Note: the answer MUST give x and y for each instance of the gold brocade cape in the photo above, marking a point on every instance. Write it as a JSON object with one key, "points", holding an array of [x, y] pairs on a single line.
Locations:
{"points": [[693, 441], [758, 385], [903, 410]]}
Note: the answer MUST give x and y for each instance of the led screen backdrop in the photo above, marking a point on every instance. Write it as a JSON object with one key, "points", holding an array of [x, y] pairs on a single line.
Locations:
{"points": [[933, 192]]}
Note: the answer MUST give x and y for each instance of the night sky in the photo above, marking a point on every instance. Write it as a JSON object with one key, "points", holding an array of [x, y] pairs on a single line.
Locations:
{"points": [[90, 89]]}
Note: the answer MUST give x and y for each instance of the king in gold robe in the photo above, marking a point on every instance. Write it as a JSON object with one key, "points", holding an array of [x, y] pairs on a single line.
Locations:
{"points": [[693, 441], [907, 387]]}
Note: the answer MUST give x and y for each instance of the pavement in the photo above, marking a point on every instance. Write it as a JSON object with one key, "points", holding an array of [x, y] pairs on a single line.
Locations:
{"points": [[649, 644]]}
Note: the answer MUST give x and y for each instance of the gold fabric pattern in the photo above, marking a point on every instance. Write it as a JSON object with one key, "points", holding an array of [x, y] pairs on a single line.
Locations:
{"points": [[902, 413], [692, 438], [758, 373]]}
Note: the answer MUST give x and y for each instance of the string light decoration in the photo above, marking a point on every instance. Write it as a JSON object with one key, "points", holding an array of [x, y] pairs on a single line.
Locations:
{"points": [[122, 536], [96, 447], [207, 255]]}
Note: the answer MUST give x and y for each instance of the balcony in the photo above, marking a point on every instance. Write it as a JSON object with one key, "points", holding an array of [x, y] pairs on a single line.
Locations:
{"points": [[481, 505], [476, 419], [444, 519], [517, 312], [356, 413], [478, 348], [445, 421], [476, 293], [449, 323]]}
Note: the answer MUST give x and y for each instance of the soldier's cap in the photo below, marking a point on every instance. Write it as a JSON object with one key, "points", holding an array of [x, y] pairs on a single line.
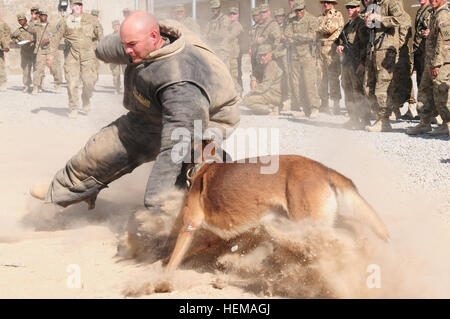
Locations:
{"points": [[352, 3], [214, 4], [298, 5], [179, 8], [264, 7], [234, 10], [280, 12], [264, 49]]}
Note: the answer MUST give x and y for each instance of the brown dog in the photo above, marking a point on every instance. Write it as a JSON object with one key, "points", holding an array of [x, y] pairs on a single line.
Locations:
{"points": [[230, 198]]}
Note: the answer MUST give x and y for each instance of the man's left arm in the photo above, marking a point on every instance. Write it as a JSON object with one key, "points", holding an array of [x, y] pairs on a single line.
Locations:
{"points": [[182, 104]]}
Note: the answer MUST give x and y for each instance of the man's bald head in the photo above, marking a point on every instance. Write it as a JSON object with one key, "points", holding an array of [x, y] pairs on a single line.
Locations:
{"points": [[140, 35]]}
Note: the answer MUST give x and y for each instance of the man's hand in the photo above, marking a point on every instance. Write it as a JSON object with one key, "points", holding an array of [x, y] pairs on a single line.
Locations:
{"points": [[340, 49], [360, 69], [434, 72]]}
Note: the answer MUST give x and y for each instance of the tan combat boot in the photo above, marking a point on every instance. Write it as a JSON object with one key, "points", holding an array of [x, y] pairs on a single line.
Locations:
{"points": [[441, 130], [40, 191], [423, 127], [381, 125]]}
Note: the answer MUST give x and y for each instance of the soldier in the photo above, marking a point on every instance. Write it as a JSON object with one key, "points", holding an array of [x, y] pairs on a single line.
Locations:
{"points": [[434, 92], [382, 57], [422, 30], [116, 69], [5, 34], [352, 46], [282, 20], [34, 11], [300, 35], [256, 74], [234, 34], [265, 98], [217, 32], [188, 22], [25, 38], [331, 24], [44, 32], [165, 71], [80, 30]]}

* * *

» YOUR OBJECTIVE:
Take the lines from the one containing "the man's hand" to the last line of the material above and write them out exactly.

» RESPONSE TO THE TASK:
Note: the answer MUST give x and y for each instance of the man's hand in the photo above, marking a point on every instance. Write it as a JSON object with one key, "points", holding an array of [x, y] pairs on a single line.
Locations:
{"points": [[340, 49], [360, 69], [434, 72]]}
Note: the answer MUST give x and y for each instance of the tan combat boot in the photo above, marking a point on every instance. Write it as a JSON object with one key, "points", holding an array of [x, y] pairs on a single line.
Locations:
{"points": [[441, 130], [40, 191], [423, 127], [381, 125]]}
Note: the answer MUST give x and y for each instance of the soldier in the photo above, marking a point on every instance. Write it as a JSON object with one key, "points", holding an array of [x, y] pairs on a single line.
Locations:
{"points": [[434, 92], [382, 57], [422, 30], [116, 69], [5, 34], [352, 46], [282, 20], [34, 11], [300, 35], [256, 74], [234, 34], [265, 98], [217, 32], [188, 22], [25, 38], [331, 24], [44, 32], [165, 71], [80, 30]]}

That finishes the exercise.